Collected data entries
>>>>
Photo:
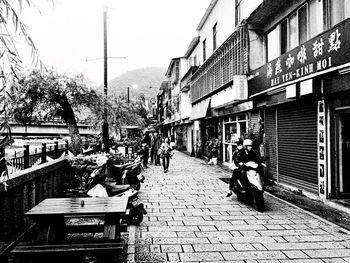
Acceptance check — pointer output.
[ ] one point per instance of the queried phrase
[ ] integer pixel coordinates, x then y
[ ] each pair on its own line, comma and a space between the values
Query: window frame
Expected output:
204, 50
214, 36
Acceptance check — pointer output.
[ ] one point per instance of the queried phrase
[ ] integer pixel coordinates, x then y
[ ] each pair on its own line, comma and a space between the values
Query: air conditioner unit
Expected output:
240, 87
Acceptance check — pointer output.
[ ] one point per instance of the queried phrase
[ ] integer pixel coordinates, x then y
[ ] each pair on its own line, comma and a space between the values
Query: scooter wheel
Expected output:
258, 200
135, 217
138, 186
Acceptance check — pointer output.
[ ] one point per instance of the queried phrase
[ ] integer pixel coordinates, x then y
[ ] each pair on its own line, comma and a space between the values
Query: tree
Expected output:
42, 96
10, 65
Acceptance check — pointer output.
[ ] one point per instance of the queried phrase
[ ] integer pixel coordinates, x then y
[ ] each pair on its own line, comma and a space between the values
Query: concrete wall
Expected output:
223, 14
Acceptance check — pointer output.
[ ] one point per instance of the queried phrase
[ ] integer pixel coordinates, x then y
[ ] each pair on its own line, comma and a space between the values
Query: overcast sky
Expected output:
146, 32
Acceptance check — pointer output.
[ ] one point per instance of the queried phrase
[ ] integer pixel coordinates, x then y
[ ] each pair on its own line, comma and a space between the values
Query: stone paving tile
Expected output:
213, 247
207, 256
190, 219
246, 255
295, 254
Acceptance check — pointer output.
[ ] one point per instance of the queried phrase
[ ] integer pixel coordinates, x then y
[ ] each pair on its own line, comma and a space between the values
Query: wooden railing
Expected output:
26, 189
25, 159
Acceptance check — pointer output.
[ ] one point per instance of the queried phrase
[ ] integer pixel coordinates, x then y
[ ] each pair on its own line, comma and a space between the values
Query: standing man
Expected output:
152, 147
235, 172
146, 141
157, 143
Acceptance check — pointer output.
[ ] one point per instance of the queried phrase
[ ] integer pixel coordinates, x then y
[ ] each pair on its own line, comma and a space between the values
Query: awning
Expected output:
200, 110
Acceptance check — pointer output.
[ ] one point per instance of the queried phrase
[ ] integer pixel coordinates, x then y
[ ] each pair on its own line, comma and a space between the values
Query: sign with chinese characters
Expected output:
322, 153
323, 52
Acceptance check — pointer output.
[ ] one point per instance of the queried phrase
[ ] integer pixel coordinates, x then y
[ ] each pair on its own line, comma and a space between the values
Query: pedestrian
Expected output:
235, 172
172, 142
152, 147
145, 142
165, 150
156, 146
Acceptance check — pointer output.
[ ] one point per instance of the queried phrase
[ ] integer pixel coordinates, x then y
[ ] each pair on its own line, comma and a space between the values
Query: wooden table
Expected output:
49, 215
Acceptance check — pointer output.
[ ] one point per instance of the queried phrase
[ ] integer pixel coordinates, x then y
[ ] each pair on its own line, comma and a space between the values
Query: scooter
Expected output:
115, 190
252, 189
132, 175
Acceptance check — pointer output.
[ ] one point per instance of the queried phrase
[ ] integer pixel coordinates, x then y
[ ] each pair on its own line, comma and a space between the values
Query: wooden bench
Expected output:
31, 249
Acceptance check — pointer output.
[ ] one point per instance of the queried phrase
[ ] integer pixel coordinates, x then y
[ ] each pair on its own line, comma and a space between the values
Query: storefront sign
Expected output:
318, 54
236, 108
322, 153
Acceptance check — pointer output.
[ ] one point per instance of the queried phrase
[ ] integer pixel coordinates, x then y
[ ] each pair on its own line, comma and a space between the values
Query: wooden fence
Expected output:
25, 159
26, 189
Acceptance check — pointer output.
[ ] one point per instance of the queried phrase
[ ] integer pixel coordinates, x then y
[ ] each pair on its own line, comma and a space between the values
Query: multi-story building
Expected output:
219, 86
299, 80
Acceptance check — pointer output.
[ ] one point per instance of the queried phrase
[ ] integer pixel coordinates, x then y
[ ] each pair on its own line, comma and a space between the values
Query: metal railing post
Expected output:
26, 156
43, 154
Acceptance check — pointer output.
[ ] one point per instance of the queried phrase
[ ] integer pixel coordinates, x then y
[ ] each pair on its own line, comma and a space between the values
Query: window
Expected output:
273, 50
204, 50
238, 12
303, 24
293, 31
214, 36
339, 10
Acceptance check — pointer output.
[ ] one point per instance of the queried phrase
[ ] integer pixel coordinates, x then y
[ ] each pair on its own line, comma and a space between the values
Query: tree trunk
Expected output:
68, 115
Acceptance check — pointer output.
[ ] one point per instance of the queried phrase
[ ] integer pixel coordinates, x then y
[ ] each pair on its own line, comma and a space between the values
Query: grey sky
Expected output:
147, 32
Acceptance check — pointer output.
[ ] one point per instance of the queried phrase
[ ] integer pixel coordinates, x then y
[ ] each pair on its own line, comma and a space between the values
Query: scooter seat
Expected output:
114, 189
121, 167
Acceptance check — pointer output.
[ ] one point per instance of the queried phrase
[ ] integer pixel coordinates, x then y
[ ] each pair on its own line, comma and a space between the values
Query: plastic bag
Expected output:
97, 191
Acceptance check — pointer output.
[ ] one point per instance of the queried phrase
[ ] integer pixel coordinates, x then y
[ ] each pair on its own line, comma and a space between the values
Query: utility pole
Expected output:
105, 135
128, 95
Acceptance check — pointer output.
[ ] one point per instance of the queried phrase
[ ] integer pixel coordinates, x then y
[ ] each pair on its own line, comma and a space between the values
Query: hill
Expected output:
143, 80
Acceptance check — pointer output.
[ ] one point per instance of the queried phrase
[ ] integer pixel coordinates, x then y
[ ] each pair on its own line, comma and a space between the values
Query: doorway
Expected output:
344, 154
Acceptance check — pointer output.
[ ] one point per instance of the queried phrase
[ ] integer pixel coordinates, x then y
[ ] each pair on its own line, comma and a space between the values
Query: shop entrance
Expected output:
344, 154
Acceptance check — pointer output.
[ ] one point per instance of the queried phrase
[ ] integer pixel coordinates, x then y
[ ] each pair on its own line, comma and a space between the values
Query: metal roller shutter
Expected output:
297, 144
270, 142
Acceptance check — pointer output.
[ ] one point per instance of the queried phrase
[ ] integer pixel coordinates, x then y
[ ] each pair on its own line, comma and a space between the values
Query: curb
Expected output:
131, 253
309, 213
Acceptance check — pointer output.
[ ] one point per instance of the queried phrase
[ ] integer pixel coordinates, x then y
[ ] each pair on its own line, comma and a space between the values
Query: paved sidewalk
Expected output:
190, 219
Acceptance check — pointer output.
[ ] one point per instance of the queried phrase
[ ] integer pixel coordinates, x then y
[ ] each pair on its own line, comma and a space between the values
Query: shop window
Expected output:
293, 31
273, 50
315, 17
302, 24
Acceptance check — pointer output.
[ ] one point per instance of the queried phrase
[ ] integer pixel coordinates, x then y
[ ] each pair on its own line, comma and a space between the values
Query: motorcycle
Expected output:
129, 173
115, 190
252, 189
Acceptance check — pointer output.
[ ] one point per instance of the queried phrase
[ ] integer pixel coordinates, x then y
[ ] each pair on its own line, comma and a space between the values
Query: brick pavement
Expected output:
190, 219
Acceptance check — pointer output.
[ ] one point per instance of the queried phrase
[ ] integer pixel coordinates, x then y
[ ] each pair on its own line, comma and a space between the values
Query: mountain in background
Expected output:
144, 80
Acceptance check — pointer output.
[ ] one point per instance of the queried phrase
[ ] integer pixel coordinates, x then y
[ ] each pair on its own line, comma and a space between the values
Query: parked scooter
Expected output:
252, 190
132, 175
96, 189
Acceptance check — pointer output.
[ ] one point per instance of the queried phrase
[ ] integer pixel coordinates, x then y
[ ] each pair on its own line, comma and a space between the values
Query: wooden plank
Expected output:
67, 248
67, 206
112, 226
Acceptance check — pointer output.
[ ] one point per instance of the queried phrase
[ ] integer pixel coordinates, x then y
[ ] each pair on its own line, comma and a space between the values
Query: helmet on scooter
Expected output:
247, 142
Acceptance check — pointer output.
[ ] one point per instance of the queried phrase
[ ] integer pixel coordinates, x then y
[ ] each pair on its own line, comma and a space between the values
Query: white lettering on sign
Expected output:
269, 70
334, 41
302, 54
289, 61
317, 47
324, 63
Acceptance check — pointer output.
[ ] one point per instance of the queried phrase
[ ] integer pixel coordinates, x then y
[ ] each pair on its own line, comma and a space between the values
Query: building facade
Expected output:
302, 88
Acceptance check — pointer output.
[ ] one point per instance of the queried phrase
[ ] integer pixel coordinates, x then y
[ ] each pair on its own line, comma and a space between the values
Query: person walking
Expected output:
157, 144
165, 154
145, 142
152, 147
235, 172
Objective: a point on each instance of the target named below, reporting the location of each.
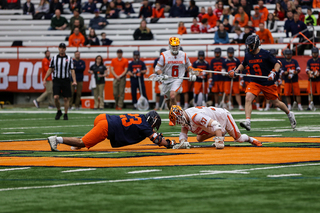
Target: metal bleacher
(35, 33)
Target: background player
(121, 130)
(313, 69)
(201, 84)
(291, 70)
(207, 122)
(217, 82)
(230, 63)
(261, 63)
(173, 63)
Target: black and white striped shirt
(62, 66)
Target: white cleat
(246, 125)
(52, 140)
(292, 120)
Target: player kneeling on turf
(207, 122)
(121, 130)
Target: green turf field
(293, 187)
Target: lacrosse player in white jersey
(171, 67)
(207, 122)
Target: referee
(60, 67)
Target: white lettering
(4, 71)
(27, 84)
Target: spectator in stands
(204, 27)
(97, 22)
(316, 4)
(202, 13)
(128, 9)
(89, 7)
(221, 35)
(76, 16)
(13, 4)
(193, 10)
(76, 39)
(28, 8)
(238, 37)
(49, 92)
(99, 71)
(279, 12)
(265, 35)
(211, 17)
(120, 5)
(42, 10)
(271, 23)
(288, 22)
(178, 9)
(104, 6)
(79, 67)
(55, 5)
(257, 17)
(219, 10)
(82, 29)
(145, 10)
(75, 4)
(104, 40)
(246, 7)
(119, 67)
(181, 28)
(157, 11)
(241, 17)
(92, 39)
(226, 14)
(58, 22)
(290, 7)
(227, 25)
(301, 15)
(310, 19)
(112, 11)
(143, 32)
(195, 28)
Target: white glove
(192, 78)
(218, 142)
(182, 145)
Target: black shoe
(58, 115)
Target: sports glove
(271, 75)
(192, 78)
(218, 142)
(170, 144)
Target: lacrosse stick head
(176, 115)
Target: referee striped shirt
(62, 66)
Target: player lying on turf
(122, 130)
(207, 122)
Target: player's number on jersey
(257, 69)
(175, 71)
(127, 121)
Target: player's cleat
(292, 120)
(58, 115)
(246, 125)
(36, 103)
(52, 140)
(255, 142)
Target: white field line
(12, 169)
(153, 178)
(145, 171)
(78, 170)
(284, 175)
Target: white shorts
(175, 85)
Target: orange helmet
(176, 115)
(174, 45)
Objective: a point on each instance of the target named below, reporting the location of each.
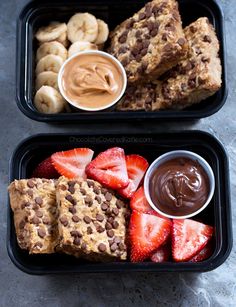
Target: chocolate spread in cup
(179, 186)
(92, 81)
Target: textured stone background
(217, 288)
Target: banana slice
(103, 32)
(46, 78)
(50, 62)
(81, 46)
(82, 27)
(63, 39)
(48, 100)
(54, 47)
(50, 32)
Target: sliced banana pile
(57, 42)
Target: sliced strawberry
(162, 254)
(45, 169)
(136, 168)
(189, 238)
(205, 253)
(72, 163)
(147, 232)
(139, 202)
(109, 168)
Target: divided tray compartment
(39, 13)
(34, 149)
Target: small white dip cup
(100, 53)
(179, 154)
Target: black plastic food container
(31, 151)
(38, 13)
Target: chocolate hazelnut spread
(179, 186)
(92, 81)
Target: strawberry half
(147, 232)
(139, 202)
(72, 163)
(45, 169)
(205, 253)
(109, 168)
(136, 168)
(162, 254)
(189, 238)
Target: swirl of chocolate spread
(179, 186)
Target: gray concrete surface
(216, 288)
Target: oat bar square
(92, 220)
(151, 42)
(33, 202)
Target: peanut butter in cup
(92, 80)
(179, 186)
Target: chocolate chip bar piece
(33, 202)
(92, 220)
(191, 81)
(151, 42)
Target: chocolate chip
(98, 199)
(115, 211)
(108, 196)
(102, 247)
(89, 230)
(99, 217)
(142, 16)
(41, 233)
(72, 210)
(22, 224)
(71, 189)
(75, 218)
(100, 229)
(63, 220)
(108, 226)
(46, 220)
(83, 191)
(87, 219)
(88, 200)
(76, 241)
(115, 224)
(181, 41)
(110, 233)
(114, 247)
(76, 233)
(104, 206)
(207, 39)
(35, 220)
(30, 183)
(39, 213)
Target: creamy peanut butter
(92, 81)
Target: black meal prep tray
(38, 13)
(32, 150)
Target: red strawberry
(136, 168)
(162, 254)
(147, 232)
(139, 202)
(189, 238)
(109, 168)
(72, 163)
(45, 169)
(205, 253)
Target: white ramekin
(177, 154)
(101, 53)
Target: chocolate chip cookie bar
(92, 220)
(151, 42)
(191, 81)
(33, 202)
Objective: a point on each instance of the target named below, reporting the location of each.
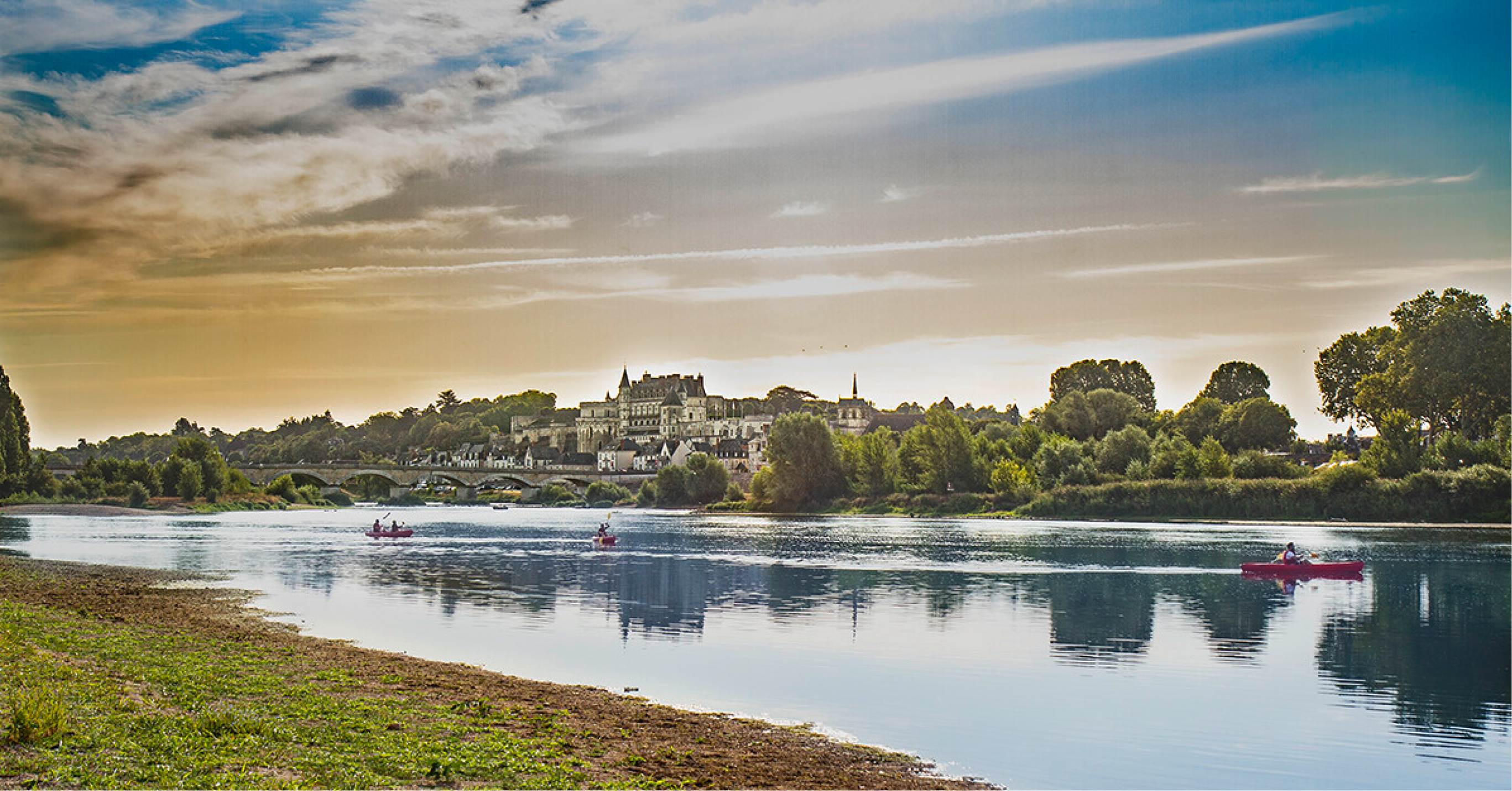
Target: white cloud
(1186, 267)
(796, 106)
(643, 220)
(802, 209)
(744, 254)
(1319, 184)
(62, 25)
<<<<
* [Work instruction]: Report the count of lines in the entries that contain "shop". Nothing else should be given.

* [Answer space]: 2